[Instruções das tarefas]:
- a) Responda, com base no trecho sobre a crise no Paraguai:
(i) Os membros de qual partido decidiram entrar com um pedido de julgamento político contra o presidente?
(ii) Em que dia começaram as manifestações que levaram o Itamaraty a receber informações da embaixada em Assunção?
(iii) Quem controla o grupo majoritário do partido Colorado?
- b) Prossiga com o trecho sobre a crise no Paraguai, partindo da última frase apresentada.

[Trecho]:
BRASÍLIA, DF (FOLHAPRESS) - A eclosão de uma nova crise institucional no Paraguai preocupa o governo Jair Bolsonaro, que teme a destituição de um aliado -- o presidente Mario Abdo Benítez -- e a consequente desestabilização da região num momento de pandemia.

O Paraguai vive jornadas de manifestações que têm tomado as ruas principalmente de Assunção contra a condução da pandemia de coronavírus pelo governo.

Membros do Partido Liberal Radical Autêntico (PLRA) decidiram entrar com um pedido de julgamento político contra o atual presidente, o que pode terminar com seu afastamento.

O Itamaraty passou a receber informações da embaixada em Assunção após o início das manifestações, na sexta-feira (5).

A avaliação de interlocutores de Bolsonaro consultados pela Folha é que, até o momento, Abdo Benítez tem conseguido se manter no cargo graças às trocas realizadas em seu gabinete.

A principal sinalização da sobrevida do presidente foi o fato de o grupo majoritário do partido Colorado, controlado pelo ex-presidente Horacio Cartes, não ter declarado apoio ao impeachment.

Membros do governo brasileiro, no entanto, permanecem preocupados e ressaltam que no Paraguai um processo de impeachment pode acontecer em tempo recorde.

[Conjunto de registros]:
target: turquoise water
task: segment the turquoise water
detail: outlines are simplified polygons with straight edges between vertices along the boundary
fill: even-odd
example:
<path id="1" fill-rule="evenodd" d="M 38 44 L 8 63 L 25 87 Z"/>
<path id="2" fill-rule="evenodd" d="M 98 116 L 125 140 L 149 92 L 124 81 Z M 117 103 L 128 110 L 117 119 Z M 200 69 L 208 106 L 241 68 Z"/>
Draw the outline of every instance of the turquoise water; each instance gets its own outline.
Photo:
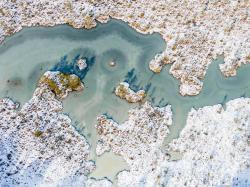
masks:
<path id="1" fill-rule="evenodd" d="M 170 66 L 160 74 L 148 68 L 149 61 L 164 48 L 160 35 L 142 35 L 115 20 L 98 24 L 91 30 L 73 29 L 67 25 L 25 28 L 0 46 L 0 97 L 8 96 L 23 104 L 32 96 L 45 71 L 59 69 L 78 74 L 85 89 L 71 93 L 63 101 L 64 112 L 92 147 L 91 159 L 96 161 L 97 170 L 91 176 L 113 180 L 117 171 L 126 169 L 127 165 L 112 153 L 102 157 L 95 155 L 98 137 L 94 125 L 96 116 L 103 113 L 122 122 L 127 118 L 128 109 L 137 105 L 114 95 L 114 87 L 119 82 L 126 80 L 135 90 L 147 89 L 147 99 L 154 105 L 172 105 L 174 124 L 165 143 L 178 137 L 192 107 L 224 104 L 233 98 L 250 96 L 250 65 L 241 67 L 238 76 L 224 78 L 218 69 L 222 58 L 209 66 L 198 96 L 181 96 L 179 82 L 168 73 Z M 80 57 L 87 58 L 88 71 L 75 69 L 74 63 Z M 111 60 L 116 61 L 115 67 L 109 66 Z"/>

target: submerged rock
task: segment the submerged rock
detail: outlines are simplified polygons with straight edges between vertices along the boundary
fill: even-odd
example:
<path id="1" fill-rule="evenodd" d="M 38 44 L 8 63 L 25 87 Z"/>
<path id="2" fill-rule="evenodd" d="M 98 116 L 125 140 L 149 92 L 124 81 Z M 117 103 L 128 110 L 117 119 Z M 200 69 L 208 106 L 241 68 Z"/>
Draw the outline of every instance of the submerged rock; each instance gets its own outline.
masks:
<path id="1" fill-rule="evenodd" d="M 121 82 L 115 89 L 115 95 L 129 103 L 137 103 L 146 97 L 146 92 L 144 90 L 134 92 L 127 82 Z"/>
<path id="2" fill-rule="evenodd" d="M 78 66 L 78 68 L 80 69 L 80 70 L 84 70 L 85 68 L 87 68 L 87 62 L 86 62 L 86 59 L 79 59 L 78 61 L 77 61 L 77 66 Z"/>
<path id="3" fill-rule="evenodd" d="M 68 92 L 83 90 L 84 85 L 74 74 L 47 71 L 39 80 L 40 86 L 48 87 L 58 98 L 65 98 Z"/>

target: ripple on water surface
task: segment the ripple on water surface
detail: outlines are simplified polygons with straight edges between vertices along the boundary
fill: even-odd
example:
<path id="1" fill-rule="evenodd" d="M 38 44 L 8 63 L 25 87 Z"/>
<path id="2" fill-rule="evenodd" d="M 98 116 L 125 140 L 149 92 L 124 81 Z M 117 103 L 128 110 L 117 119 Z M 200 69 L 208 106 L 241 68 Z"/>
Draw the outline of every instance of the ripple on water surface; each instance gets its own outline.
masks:
<path id="1" fill-rule="evenodd" d="M 91 158 L 97 164 L 92 176 L 114 179 L 117 171 L 127 166 L 112 153 L 96 157 L 94 125 L 96 116 L 103 113 L 122 122 L 127 118 L 128 109 L 136 106 L 114 95 L 114 88 L 121 81 L 128 81 L 135 90 L 146 89 L 147 99 L 155 105 L 172 105 L 174 124 L 165 142 L 178 136 L 192 107 L 224 104 L 229 99 L 250 95 L 250 66 L 240 68 L 237 77 L 226 79 L 218 70 L 223 59 L 218 59 L 207 71 L 201 94 L 182 97 L 178 93 L 179 82 L 168 73 L 169 66 L 160 74 L 153 74 L 148 68 L 149 61 L 164 48 L 160 35 L 142 35 L 115 20 L 98 24 L 91 30 L 67 25 L 25 28 L 0 46 L 0 97 L 8 96 L 23 104 L 31 98 L 45 71 L 76 73 L 82 78 L 85 89 L 70 94 L 63 101 L 64 111 L 92 146 Z M 79 71 L 75 66 L 81 57 L 87 59 L 86 71 Z M 114 66 L 110 65 L 111 61 L 115 62 Z"/>

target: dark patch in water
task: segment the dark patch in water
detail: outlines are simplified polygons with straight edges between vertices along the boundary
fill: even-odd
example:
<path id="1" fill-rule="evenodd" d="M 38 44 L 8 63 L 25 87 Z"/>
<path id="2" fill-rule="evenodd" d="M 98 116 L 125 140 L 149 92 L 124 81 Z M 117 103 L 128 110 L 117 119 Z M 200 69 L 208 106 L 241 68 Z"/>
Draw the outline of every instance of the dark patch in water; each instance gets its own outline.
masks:
<path id="1" fill-rule="evenodd" d="M 11 87 L 17 87 L 17 86 L 21 86 L 23 84 L 23 81 L 21 78 L 16 77 L 13 79 L 8 79 L 7 84 Z"/>
<path id="2" fill-rule="evenodd" d="M 79 49 L 73 51 L 72 53 L 63 56 L 60 61 L 54 65 L 51 71 L 60 71 L 65 74 L 75 74 L 83 80 L 90 68 L 95 64 L 95 56 L 90 51 L 79 51 Z M 81 58 L 85 59 L 87 64 L 87 67 L 83 70 L 80 70 L 77 65 L 77 61 Z"/>

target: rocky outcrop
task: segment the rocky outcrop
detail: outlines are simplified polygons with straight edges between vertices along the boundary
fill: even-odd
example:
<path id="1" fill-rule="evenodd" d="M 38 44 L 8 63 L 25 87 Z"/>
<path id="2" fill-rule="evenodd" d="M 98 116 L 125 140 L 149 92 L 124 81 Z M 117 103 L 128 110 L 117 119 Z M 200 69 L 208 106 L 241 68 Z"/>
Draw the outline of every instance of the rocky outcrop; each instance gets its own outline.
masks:
<path id="1" fill-rule="evenodd" d="M 179 138 L 168 144 L 165 155 L 160 151 L 168 133 L 163 124 L 171 121 L 161 120 L 171 118 L 155 113 L 165 110 L 164 116 L 170 117 L 169 109 L 146 104 L 133 110 L 121 125 L 99 118 L 97 153 L 112 150 L 130 167 L 118 174 L 118 186 L 250 185 L 250 99 L 232 100 L 225 109 L 221 105 L 192 109 Z"/>
<path id="2" fill-rule="evenodd" d="M 170 106 L 158 108 L 149 103 L 130 110 L 129 118 L 123 124 L 104 115 L 98 117 L 97 155 L 113 151 L 123 156 L 130 168 L 118 174 L 118 186 L 139 186 L 145 180 L 155 178 L 154 170 L 166 159 L 160 147 L 171 124 Z"/>
<path id="3" fill-rule="evenodd" d="M 81 91 L 84 88 L 80 78 L 74 74 L 59 71 L 47 71 L 39 80 L 39 85 L 50 89 L 58 98 L 67 97 L 71 91 Z"/>
<path id="4" fill-rule="evenodd" d="M 0 186 L 111 186 L 87 177 L 90 146 L 52 91 L 40 84 L 20 110 L 0 100 Z"/>
<path id="5" fill-rule="evenodd" d="M 166 41 L 161 58 L 150 63 L 160 72 L 165 63 L 180 80 L 182 95 L 197 95 L 208 65 L 218 55 L 226 76 L 236 75 L 249 63 L 249 1 L 8 1 L 0 2 L 0 40 L 23 26 L 53 26 L 68 23 L 75 28 L 92 28 L 98 20 L 121 19 L 141 33 L 157 32 Z M 167 61 L 165 61 L 167 59 Z"/>
<path id="6" fill-rule="evenodd" d="M 146 97 L 146 92 L 144 90 L 133 91 L 127 82 L 121 82 L 115 88 L 115 95 L 121 99 L 125 99 L 129 103 L 141 102 Z"/>

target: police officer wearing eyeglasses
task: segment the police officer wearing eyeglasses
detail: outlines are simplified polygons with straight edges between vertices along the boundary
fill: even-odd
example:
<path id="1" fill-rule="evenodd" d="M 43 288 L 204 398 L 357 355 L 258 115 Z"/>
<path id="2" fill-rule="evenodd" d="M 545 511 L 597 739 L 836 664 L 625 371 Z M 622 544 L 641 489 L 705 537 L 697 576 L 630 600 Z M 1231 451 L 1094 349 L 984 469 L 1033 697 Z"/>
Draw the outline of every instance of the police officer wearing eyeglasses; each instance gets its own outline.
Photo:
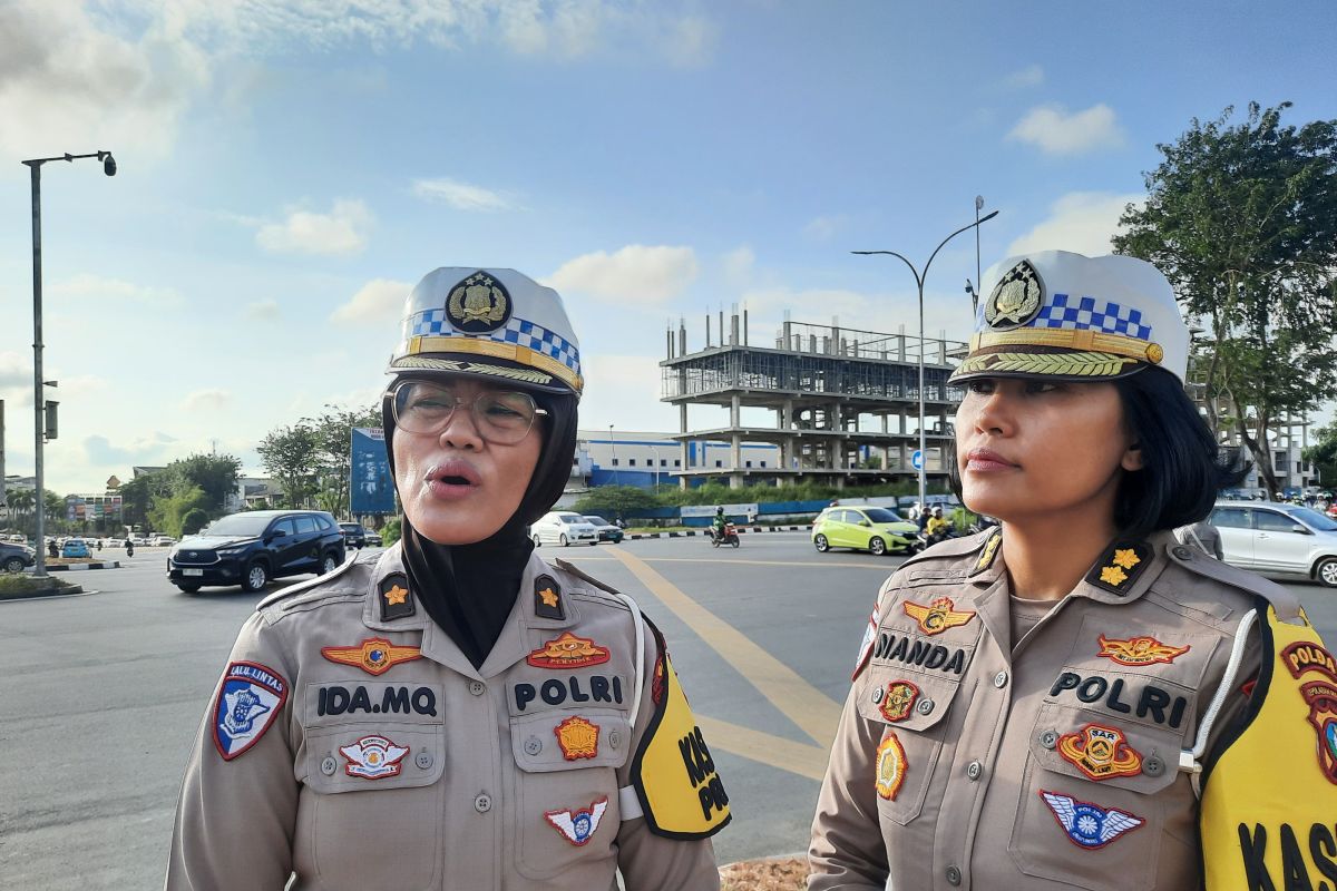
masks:
<path id="1" fill-rule="evenodd" d="M 402 538 L 243 625 L 167 888 L 718 888 L 729 799 L 663 637 L 525 534 L 575 450 L 560 297 L 439 269 L 389 374 Z"/>

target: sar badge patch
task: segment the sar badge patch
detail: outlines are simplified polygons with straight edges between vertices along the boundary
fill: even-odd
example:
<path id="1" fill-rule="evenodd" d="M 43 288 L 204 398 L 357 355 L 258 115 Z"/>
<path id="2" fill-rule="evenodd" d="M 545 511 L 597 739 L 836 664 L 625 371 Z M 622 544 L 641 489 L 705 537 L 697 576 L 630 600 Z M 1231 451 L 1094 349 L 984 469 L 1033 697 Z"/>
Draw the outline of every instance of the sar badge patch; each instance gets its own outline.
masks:
<path id="1" fill-rule="evenodd" d="M 214 745 L 230 761 L 259 741 L 287 701 L 287 681 L 258 663 L 231 663 L 214 701 Z"/>
<path id="2" fill-rule="evenodd" d="M 670 839 L 705 839 L 729 823 L 729 795 L 678 684 L 663 639 L 658 632 L 655 637 L 659 645 L 651 685 L 655 712 L 631 763 L 631 783 L 651 832 Z"/>

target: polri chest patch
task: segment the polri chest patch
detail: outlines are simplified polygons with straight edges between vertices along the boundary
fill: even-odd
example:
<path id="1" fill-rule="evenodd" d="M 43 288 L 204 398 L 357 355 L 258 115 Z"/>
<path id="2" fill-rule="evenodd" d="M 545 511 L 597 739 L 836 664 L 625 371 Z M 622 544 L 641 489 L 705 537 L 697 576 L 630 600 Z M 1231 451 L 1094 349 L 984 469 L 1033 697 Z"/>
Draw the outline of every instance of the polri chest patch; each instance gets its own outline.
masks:
<path id="1" fill-rule="evenodd" d="M 214 745 L 225 761 L 265 735 L 287 701 L 287 681 L 259 663 L 230 663 L 214 701 Z"/>

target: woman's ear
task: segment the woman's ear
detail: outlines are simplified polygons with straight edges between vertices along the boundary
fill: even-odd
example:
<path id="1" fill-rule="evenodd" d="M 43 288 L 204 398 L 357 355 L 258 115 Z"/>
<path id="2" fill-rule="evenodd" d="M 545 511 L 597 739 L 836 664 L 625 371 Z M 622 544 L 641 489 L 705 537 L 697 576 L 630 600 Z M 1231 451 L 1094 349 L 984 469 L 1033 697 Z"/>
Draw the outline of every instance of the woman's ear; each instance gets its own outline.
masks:
<path id="1" fill-rule="evenodd" d="M 1119 461 L 1119 466 L 1124 470 L 1142 470 L 1146 464 L 1142 461 L 1142 446 L 1134 442 L 1128 446 L 1128 450 L 1123 453 L 1123 458 Z"/>

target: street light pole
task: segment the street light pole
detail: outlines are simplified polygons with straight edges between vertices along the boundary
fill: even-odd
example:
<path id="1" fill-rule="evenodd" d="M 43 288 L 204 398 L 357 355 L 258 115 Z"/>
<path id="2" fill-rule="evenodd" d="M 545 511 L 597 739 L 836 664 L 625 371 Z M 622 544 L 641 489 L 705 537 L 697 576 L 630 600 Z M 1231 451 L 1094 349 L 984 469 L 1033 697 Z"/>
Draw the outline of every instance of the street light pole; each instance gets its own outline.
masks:
<path id="1" fill-rule="evenodd" d="M 47 576 L 47 541 L 45 541 L 45 492 L 43 489 L 41 446 L 45 443 L 47 399 L 41 381 L 41 166 L 52 160 L 74 162 L 79 158 L 96 158 L 102 162 L 102 170 L 108 176 L 116 175 L 116 160 L 110 151 L 95 151 L 87 155 L 64 154 L 59 158 L 32 158 L 23 162 L 28 166 L 32 179 L 32 454 L 33 454 L 33 482 L 36 484 L 37 529 L 33 541 L 37 562 L 32 574 L 37 578 Z"/>
<path id="2" fill-rule="evenodd" d="M 897 254 L 896 251 L 850 251 L 850 254 L 889 254 L 890 256 L 897 258 L 898 260 L 901 260 L 902 263 L 905 263 L 906 266 L 910 267 L 910 274 L 915 277 L 915 285 L 919 287 L 919 299 L 920 299 L 920 350 L 919 350 L 919 371 L 920 371 L 920 391 L 919 391 L 919 397 L 920 397 L 919 398 L 919 403 L 920 403 L 920 466 L 919 466 L 920 510 L 924 510 L 924 509 L 928 508 L 928 445 L 927 445 L 925 435 L 924 435 L 924 279 L 928 277 L 928 267 L 933 264 L 933 259 L 937 256 L 937 252 L 940 250 L 943 250 L 943 247 L 949 240 L 952 240 L 953 238 L 956 238 L 957 235 L 960 235 L 961 232 L 964 232 L 968 228 L 973 228 L 976 232 L 979 232 L 980 223 L 987 223 L 988 220 L 993 219 L 997 215 L 999 215 L 999 212 L 993 211 L 992 214 L 988 214 L 987 216 L 979 218 L 973 223 L 969 223 L 968 226 L 963 226 L 961 228 L 956 230 L 955 232 L 952 232 L 951 235 L 948 235 L 947 238 L 944 238 L 941 240 L 941 243 L 939 243 L 939 246 L 933 248 L 933 252 L 929 254 L 928 262 L 924 263 L 924 271 L 923 273 L 920 273 L 917 269 L 915 269 L 915 263 L 910 263 L 908 259 L 905 259 L 905 256 L 902 256 L 901 254 Z"/>

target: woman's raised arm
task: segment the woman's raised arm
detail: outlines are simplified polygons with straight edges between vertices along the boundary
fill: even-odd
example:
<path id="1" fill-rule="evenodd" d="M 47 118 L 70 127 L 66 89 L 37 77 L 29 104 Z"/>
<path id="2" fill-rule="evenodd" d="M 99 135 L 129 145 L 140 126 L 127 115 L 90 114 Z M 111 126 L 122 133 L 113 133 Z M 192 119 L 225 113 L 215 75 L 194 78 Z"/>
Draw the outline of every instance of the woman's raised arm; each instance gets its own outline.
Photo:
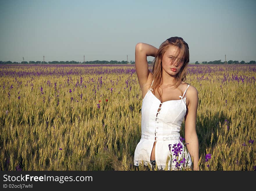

[Respostas]:
- a)
(i) Partido Liberal Radical Autêntico (PLRA).
(ii) Na sexta-feira (5).
(iii) O ex-presidente Horacio Cartes.

- b)
A destituição do ex-presidente Fernando Lugo, por exemplo, foi concluído em apenas dois dias.

Bolsonaro é um aliado de Abdo Benítez, não tem interesse em vê-lo destituído do cargo e já o ajudou quando, há dois anos, ele esteve ameaçado de perder a cadeira presidencial.

Em 2019, o governo Bolsonaro não apresentou objeções à decisão do Paraguai de cancelar um acordo bilateral que aumentava o custo para o país vizinho com a aquisição de energia de Itaipu.

Na ocasião, o processo de impeachment que corria contra Abdo Benítez perdeu força após a anulação do documento.

De acordo com membros do governo Bolsonaro, a preocupação com a atual crise no Paraguai vai além da proximidade ideológica com o mandatário: existe o receio que uma troca no poder seja um fator de desestabilização na região em plena pandemia de Covid-19.

O problema é que a motivação das atuais manifestações --a gestão na crise sanitária-- deixa o Brasil com pouca margem para auxiliar o país vizinho.

Embora o governo paraguaio tenha imposto um duro conjunto de medidas de isolamento social, mantendo baixos números de infecção e de mortes, a vacinação no país praticamente não começou.

Até o momento, nem 0,1% da população foi imunizada. No Brasil, onde o governo enfrenta críticas pelo atraso na sua campanha de vacinação, o índice é de cerca de 4%.

Autoridades do Paraguai chegaram a solicitar ao Brasil o envio de um lote de imunizantes, mas a resposta foi negativa.

Os brasileiros argumentaram que enfrentam uma forte escassez de vacinas, que Bolsonaro tem sido criticado pelos atrasos na campanha de imunização e que permitir a exportação desses produtos é um tema politicamente sensível.

Com a crise no Paraguai, a expectativa de integrantes do governo Bolsonaro ouvidos pela Folha é que o país vizinho faça novas solicitações de ajuda.

O chanceler paraguaio, Euclides Acevedo Candia, tem visita agendada a Brasília na próxima semana e deve tratar de novos pedidos de cooperação.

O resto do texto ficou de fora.